* SHORT TASK *
Rescale the data from the line containing "[outline] person in black clothing" through the line containing "22 8 L 22 5", inclusive, and write out every one of those lines in full. In the SVG output after "stdout:", multiply each viewBox value and each path coordinate by 1.4 and round to whole numbers, with halves rounding up; leave all other lines unchanged.

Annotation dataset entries
══════
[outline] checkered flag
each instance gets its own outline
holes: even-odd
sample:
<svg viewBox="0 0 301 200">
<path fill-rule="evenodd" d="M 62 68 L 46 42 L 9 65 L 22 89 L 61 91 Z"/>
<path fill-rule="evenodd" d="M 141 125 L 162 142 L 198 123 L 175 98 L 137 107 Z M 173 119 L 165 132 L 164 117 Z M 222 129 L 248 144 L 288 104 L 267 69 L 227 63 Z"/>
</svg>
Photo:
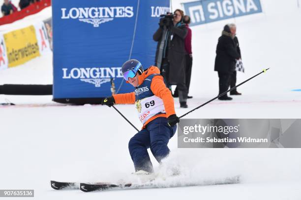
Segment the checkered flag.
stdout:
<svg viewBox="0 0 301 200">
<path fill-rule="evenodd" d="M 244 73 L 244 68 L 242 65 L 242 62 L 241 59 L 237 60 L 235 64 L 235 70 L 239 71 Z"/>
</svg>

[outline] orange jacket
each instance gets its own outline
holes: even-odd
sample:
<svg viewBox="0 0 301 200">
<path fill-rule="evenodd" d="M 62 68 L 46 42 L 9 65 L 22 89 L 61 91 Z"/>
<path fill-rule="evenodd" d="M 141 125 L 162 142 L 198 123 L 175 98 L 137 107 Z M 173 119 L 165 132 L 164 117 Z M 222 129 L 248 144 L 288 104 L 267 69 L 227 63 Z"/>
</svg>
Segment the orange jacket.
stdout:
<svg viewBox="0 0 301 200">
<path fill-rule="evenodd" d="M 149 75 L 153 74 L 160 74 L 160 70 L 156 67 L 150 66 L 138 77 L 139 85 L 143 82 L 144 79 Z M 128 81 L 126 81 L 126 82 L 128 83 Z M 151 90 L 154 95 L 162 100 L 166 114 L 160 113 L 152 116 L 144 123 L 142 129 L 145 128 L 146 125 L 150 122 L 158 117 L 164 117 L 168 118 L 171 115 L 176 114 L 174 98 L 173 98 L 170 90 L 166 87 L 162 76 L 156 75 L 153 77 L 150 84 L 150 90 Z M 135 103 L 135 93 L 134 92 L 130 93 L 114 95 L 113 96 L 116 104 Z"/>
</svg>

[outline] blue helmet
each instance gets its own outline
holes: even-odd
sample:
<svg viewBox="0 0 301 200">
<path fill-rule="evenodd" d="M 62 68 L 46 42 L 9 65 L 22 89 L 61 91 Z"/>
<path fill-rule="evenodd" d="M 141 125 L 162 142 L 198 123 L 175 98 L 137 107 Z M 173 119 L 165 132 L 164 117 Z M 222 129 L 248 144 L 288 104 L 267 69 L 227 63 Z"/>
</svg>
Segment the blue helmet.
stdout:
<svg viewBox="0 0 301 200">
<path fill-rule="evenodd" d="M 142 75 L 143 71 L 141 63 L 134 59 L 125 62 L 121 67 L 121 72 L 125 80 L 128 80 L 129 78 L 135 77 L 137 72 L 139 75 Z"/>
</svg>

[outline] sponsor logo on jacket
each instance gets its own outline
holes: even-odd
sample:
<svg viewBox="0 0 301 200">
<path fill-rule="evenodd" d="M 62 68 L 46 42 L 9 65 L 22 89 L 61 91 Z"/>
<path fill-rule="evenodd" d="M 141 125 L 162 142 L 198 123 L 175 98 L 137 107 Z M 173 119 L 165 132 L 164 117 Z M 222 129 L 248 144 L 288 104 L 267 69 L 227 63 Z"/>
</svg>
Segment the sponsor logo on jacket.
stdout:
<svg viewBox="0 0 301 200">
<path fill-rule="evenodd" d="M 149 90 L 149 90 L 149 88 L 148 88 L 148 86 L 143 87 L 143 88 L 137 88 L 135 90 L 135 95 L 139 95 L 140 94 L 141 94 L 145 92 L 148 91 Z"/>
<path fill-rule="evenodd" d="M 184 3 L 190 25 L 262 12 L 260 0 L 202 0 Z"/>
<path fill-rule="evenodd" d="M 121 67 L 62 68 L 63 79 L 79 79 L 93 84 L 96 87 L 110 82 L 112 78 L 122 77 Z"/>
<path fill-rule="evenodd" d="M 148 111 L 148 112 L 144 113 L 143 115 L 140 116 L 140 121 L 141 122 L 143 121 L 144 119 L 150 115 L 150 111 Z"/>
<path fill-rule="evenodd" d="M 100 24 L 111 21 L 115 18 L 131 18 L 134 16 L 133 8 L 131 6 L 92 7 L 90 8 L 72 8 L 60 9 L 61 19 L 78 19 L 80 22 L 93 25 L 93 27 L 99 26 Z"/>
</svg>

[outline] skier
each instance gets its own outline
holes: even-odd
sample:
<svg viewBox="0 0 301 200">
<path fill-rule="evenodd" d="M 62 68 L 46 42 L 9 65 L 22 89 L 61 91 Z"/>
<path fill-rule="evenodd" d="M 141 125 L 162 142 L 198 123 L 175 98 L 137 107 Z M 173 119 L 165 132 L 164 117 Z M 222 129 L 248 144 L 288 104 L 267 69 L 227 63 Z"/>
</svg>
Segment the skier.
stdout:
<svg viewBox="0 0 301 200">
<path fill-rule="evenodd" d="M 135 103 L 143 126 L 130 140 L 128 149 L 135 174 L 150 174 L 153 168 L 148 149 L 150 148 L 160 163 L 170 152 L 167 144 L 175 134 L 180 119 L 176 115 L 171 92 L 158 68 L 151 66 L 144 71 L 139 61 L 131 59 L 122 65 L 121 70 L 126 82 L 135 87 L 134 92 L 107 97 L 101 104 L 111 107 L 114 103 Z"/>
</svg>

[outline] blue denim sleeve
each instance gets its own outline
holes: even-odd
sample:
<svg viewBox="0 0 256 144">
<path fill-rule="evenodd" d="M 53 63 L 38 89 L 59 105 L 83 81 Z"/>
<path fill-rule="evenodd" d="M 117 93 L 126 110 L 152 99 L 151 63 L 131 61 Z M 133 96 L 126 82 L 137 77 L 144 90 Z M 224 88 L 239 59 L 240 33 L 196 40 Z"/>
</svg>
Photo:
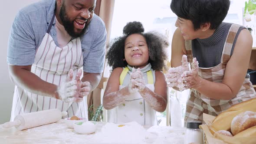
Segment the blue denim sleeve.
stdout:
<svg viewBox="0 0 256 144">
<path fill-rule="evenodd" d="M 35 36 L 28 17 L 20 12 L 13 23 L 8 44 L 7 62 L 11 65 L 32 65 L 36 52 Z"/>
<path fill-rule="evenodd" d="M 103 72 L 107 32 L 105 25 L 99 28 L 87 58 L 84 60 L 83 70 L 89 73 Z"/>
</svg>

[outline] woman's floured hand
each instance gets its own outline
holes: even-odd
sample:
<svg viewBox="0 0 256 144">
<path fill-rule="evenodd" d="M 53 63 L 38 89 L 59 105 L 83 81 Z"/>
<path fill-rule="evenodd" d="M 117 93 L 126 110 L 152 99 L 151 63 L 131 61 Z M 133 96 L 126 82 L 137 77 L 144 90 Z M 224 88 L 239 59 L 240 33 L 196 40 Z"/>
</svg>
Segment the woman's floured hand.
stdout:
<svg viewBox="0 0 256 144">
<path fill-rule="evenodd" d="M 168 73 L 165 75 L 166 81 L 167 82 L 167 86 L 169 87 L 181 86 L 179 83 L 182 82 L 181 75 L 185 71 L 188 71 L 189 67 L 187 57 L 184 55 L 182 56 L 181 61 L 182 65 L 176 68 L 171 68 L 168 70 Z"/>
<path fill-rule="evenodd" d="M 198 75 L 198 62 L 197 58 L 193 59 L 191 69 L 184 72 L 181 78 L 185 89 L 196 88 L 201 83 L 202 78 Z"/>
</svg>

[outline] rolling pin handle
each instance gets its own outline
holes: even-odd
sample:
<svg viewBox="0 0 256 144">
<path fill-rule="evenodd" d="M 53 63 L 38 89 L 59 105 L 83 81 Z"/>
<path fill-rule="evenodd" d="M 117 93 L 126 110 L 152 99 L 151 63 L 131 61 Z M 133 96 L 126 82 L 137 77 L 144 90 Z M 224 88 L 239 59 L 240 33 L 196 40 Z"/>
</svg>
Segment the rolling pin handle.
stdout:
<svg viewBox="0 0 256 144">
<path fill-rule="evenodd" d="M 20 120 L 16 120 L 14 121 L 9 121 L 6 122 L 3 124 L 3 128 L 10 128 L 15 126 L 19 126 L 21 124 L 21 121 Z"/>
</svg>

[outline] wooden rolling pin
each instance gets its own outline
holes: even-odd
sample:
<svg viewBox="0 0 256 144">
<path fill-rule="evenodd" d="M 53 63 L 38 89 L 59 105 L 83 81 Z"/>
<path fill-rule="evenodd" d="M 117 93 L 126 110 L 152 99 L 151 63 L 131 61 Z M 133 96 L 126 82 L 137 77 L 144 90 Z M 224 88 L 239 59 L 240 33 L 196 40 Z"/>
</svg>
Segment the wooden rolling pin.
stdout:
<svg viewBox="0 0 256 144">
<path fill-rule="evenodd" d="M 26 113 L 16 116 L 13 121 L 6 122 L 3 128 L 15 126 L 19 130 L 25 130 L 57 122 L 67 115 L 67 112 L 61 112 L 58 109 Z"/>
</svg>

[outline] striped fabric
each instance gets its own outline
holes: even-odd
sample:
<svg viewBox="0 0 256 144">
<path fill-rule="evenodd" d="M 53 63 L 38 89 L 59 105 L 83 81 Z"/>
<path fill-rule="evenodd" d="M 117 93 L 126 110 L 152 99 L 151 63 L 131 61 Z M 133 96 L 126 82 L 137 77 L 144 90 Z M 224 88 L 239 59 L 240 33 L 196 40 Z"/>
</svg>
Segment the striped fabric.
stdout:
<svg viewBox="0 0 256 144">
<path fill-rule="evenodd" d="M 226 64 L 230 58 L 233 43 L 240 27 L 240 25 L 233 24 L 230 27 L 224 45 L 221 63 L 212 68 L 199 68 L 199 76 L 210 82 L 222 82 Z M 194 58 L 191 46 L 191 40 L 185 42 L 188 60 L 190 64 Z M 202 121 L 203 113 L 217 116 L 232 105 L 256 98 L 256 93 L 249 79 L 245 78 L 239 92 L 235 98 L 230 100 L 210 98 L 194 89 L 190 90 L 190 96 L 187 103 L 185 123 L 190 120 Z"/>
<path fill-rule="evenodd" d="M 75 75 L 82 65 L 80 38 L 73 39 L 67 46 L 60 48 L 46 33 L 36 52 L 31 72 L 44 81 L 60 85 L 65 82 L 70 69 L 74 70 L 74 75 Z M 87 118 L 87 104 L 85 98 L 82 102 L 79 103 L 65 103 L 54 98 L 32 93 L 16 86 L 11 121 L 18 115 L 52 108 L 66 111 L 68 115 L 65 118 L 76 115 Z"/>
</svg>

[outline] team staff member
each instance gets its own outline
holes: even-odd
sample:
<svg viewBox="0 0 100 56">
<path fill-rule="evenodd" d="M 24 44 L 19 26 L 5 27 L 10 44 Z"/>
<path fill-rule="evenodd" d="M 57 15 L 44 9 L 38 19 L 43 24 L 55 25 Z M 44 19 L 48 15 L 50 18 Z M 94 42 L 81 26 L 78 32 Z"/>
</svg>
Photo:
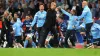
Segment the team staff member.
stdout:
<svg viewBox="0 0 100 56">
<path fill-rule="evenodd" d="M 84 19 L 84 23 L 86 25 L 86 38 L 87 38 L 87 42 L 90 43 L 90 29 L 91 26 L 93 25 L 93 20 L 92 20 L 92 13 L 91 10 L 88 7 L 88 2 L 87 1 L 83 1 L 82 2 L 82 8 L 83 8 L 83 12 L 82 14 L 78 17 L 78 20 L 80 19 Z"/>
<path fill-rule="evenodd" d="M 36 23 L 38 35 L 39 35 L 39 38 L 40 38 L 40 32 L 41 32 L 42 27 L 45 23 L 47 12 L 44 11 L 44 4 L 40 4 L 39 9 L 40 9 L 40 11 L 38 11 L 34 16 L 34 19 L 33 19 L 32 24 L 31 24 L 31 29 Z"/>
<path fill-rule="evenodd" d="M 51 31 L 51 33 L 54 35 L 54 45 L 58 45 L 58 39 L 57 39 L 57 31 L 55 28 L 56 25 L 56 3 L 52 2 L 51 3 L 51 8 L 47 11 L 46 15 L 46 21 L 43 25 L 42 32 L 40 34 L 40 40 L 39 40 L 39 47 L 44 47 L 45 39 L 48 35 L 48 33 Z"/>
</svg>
══════
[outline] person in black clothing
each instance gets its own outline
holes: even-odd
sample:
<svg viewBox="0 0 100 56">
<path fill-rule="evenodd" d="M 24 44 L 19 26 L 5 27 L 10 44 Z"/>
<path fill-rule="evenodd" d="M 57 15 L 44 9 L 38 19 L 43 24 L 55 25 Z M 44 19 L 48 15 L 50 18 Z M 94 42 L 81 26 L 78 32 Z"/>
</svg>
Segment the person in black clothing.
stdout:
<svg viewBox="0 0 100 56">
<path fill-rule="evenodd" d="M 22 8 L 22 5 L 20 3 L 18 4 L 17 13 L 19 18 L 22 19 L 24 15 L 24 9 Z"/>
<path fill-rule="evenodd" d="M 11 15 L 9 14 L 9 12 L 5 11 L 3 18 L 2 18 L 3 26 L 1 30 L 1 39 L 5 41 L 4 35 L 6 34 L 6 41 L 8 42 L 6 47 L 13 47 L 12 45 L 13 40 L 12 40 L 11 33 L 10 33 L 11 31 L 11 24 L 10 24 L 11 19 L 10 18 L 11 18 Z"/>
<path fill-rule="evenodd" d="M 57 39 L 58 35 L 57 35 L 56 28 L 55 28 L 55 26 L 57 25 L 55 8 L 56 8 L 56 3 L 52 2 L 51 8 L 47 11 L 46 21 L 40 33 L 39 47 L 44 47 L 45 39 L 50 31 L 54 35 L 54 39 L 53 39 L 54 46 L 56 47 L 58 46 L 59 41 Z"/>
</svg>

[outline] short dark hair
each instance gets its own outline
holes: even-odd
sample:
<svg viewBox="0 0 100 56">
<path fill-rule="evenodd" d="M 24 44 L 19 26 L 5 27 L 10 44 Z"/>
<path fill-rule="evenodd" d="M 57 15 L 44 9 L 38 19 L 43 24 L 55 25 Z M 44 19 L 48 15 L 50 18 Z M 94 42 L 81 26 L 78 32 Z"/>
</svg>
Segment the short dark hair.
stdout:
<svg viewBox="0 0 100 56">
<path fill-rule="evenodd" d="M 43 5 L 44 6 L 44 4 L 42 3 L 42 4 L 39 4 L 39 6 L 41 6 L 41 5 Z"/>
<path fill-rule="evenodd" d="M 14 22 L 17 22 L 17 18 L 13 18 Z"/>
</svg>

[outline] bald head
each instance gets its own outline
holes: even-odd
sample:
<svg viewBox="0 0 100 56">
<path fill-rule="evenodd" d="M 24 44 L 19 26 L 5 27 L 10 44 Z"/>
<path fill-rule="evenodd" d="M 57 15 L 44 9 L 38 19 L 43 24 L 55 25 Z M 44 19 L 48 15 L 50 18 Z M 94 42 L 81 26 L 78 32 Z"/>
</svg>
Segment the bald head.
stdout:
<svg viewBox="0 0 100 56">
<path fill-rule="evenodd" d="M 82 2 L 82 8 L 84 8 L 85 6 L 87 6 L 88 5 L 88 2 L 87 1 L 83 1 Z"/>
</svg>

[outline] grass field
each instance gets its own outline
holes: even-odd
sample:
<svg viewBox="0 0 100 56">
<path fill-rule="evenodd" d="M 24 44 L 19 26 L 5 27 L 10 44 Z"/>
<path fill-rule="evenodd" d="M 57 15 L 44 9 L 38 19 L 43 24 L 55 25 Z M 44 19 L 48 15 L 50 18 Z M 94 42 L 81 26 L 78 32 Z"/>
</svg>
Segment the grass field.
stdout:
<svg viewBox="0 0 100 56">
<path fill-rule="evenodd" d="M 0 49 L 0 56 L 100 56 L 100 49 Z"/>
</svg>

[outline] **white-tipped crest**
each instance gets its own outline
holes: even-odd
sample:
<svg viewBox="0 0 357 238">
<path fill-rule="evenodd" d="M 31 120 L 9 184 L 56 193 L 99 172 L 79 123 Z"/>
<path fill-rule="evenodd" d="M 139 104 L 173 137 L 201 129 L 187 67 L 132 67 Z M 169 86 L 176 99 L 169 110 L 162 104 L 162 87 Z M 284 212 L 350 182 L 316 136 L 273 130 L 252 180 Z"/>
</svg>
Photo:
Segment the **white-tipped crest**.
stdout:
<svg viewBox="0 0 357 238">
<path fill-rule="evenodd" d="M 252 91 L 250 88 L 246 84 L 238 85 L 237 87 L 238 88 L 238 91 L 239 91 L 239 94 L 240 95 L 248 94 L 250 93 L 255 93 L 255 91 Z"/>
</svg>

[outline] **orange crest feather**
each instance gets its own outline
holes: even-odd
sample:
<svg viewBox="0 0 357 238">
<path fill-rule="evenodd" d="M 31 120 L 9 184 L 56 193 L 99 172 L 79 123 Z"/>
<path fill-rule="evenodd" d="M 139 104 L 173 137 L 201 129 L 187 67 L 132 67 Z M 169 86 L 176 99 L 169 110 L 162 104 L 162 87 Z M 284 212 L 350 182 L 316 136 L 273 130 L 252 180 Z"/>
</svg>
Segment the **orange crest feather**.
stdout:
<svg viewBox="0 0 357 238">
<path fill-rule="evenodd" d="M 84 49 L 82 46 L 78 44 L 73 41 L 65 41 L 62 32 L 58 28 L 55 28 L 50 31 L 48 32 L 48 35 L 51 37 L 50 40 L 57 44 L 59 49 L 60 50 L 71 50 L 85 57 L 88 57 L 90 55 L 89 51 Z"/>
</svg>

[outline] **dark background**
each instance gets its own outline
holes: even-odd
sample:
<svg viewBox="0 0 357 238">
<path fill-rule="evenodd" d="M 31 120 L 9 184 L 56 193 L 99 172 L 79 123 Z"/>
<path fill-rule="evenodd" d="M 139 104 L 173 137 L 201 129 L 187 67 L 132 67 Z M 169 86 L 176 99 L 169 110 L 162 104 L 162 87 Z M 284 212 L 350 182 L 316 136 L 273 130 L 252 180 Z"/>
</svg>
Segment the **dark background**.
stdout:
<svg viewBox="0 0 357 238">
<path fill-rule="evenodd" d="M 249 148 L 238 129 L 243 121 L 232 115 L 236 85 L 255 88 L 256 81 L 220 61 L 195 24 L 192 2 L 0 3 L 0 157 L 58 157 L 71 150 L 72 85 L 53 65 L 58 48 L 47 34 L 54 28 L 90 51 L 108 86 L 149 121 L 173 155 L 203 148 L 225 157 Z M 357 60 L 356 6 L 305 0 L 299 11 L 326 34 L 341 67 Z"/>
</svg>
══════
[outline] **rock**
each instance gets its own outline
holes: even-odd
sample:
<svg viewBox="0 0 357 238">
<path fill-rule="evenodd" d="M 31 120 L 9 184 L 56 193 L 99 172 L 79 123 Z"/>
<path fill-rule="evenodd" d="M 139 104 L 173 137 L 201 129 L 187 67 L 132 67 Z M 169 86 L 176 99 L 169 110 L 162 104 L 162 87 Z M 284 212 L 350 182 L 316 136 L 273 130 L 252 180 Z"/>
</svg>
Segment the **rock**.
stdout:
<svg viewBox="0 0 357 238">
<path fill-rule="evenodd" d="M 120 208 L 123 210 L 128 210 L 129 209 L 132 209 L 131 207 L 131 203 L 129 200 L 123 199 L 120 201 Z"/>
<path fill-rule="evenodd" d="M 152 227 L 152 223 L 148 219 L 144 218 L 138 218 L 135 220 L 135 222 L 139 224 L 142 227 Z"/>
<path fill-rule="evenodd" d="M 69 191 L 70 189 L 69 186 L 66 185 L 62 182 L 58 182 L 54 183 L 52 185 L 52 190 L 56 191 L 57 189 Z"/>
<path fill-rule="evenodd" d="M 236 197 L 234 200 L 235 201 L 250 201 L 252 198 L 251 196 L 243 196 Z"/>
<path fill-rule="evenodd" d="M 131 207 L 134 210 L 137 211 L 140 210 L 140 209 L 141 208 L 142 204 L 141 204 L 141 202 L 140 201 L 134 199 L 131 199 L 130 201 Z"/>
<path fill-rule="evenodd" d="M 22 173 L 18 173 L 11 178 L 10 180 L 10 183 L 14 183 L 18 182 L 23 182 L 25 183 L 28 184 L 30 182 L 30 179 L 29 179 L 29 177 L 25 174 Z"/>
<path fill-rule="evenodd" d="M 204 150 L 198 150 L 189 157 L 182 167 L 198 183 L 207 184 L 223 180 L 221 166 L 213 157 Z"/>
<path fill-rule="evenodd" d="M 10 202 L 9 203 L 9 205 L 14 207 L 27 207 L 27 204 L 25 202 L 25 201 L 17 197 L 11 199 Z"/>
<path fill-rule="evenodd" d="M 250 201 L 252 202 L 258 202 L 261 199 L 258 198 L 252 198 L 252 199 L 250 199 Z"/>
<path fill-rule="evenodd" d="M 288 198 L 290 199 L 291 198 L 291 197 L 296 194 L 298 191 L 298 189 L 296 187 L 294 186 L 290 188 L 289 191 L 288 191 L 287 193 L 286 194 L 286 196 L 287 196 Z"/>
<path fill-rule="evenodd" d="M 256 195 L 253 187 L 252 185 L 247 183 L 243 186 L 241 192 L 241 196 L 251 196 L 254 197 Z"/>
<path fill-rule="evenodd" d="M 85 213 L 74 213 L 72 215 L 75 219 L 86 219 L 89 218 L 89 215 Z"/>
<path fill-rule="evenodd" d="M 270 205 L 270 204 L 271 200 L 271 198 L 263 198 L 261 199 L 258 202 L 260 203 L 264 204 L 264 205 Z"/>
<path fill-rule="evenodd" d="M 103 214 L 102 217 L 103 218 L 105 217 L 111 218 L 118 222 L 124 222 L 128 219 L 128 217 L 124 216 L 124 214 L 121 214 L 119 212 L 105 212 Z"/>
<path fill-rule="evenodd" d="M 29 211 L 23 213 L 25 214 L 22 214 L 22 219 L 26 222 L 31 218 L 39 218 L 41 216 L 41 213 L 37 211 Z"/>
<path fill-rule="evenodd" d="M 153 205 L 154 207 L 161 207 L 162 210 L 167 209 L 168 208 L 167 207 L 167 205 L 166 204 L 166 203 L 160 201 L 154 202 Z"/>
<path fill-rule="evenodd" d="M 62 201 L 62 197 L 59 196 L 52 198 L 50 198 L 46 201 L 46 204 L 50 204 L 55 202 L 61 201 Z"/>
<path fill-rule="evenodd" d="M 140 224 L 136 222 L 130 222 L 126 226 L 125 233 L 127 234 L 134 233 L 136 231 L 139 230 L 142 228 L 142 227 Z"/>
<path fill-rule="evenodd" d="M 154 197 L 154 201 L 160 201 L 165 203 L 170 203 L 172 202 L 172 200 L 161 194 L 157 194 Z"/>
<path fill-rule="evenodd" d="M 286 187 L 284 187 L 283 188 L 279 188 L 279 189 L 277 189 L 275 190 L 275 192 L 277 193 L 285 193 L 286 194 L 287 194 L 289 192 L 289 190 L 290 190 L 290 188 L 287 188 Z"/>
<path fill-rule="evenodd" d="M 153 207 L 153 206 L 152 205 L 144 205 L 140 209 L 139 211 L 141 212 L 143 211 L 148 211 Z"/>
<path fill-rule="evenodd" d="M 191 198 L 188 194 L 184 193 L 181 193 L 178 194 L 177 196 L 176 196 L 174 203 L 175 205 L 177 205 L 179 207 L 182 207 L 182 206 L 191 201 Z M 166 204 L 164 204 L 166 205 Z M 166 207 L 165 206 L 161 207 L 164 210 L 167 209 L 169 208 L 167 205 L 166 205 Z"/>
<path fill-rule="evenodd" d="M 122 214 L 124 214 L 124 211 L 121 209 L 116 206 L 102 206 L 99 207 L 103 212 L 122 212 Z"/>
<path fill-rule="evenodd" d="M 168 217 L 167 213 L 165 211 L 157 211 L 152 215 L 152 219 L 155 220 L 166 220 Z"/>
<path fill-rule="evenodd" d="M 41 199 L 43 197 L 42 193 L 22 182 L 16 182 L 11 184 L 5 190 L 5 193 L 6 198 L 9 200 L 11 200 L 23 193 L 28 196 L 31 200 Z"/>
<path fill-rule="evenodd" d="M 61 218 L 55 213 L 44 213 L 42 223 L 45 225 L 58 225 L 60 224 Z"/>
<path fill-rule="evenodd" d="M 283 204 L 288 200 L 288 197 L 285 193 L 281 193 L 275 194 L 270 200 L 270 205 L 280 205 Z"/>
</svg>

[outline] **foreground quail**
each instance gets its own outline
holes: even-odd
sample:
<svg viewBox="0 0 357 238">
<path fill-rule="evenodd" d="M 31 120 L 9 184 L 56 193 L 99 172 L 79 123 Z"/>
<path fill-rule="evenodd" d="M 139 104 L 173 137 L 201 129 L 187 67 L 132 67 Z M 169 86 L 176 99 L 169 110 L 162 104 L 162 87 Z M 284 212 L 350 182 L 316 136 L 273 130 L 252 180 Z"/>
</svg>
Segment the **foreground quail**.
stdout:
══════
* PROBLEM SOLUTION *
[outline] person in black clothing
each instance gets its own outline
holes: even-odd
sample:
<svg viewBox="0 0 100 56">
<path fill-rule="evenodd" d="M 24 44 L 19 26 L 5 27 L 10 44 Z"/>
<path fill-rule="evenodd" d="M 57 15 L 44 9 L 38 19 L 43 24 L 55 25 Z M 44 19 L 48 15 L 50 18 Z M 94 42 L 81 26 L 78 32 Z"/>
</svg>
Segment the person in black clothing.
stdout:
<svg viewBox="0 0 140 78">
<path fill-rule="evenodd" d="M 31 11 L 31 7 L 28 4 L 25 6 L 24 18 L 27 25 L 31 27 L 34 21 L 34 13 Z"/>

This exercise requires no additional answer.